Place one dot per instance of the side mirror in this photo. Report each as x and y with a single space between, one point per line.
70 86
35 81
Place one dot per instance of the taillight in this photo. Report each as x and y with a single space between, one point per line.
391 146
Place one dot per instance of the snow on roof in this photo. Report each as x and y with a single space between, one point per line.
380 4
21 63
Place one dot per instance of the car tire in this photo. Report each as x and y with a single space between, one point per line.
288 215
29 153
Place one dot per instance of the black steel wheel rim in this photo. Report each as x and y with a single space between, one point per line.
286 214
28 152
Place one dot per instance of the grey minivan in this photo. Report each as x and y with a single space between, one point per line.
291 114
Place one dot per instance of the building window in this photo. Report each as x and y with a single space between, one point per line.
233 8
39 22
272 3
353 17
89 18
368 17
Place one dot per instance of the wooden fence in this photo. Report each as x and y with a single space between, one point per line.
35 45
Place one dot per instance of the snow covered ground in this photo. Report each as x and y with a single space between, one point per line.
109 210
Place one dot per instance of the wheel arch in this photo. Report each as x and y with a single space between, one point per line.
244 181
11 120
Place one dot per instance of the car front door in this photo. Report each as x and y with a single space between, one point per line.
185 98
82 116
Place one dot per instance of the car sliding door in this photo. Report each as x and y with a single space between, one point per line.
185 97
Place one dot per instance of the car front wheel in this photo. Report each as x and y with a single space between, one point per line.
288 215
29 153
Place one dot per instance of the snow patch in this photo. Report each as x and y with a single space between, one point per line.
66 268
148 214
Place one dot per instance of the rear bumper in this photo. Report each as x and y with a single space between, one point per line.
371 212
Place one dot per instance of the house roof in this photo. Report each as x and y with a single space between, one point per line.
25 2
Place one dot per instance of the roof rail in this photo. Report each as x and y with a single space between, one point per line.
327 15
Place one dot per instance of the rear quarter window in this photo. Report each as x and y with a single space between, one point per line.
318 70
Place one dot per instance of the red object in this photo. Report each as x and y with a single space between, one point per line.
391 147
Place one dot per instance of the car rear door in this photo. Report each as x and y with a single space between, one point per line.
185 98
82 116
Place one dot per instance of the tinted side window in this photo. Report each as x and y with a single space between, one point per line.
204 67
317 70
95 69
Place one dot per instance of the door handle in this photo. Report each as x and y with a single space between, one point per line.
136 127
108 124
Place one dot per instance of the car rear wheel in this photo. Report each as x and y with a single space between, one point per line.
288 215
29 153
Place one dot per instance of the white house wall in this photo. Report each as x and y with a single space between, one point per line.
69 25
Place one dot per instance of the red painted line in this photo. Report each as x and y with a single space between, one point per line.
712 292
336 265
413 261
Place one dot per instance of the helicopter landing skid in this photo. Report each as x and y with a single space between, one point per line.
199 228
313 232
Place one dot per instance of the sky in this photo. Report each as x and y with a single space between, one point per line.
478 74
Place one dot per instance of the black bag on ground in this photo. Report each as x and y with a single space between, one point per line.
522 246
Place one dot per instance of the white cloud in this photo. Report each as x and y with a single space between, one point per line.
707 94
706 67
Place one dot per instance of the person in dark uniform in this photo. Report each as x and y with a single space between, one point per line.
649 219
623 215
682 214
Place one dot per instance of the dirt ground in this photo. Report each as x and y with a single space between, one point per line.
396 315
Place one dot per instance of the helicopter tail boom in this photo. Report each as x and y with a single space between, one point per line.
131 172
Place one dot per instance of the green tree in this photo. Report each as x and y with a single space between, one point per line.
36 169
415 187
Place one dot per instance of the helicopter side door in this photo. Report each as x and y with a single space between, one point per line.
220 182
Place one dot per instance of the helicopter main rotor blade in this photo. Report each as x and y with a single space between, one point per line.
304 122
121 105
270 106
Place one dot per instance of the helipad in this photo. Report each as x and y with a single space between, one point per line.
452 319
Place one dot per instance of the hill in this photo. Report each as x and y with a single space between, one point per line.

○ ○ ○

■ What you need to do:
What is needed is an exact retyping of every line from the one containing "Place one dot per instance of the person" through the final line of the entries, and only those lines.

■ Task output:
Place one dot per instance of the person in dark uniform in this photo. Report each as x and y with a single space between, one point per line.
649 219
623 215
682 214
Place one dot per instance of the dirt ground in this photo. Report each as x and y with a single space between, one point per line.
396 315
Place one dot per instance of the helicopter tail boom in this photo. Report each as x and y with a single space between, one point per line.
131 172
Place one dot per instance of the green tree in this photo. Report each as x and y with a single space between, one point per line.
36 169
415 187
Place one dot per instance of the helicopter side door in this photo. Report each as x and y with a single space between, one point per line.
220 182
Place one dot per instance of the helicopter main rotor blade in this photo. Report each as x and y with a single space between, one point per line.
304 122
121 105
270 106
Place one dot per instance of the helipad in this photo. Report each as x and y with a single space between, one point per line.
452 319
Place one dot per instance of the hill in this photo. Report each as x and y with a single space between, one point per line.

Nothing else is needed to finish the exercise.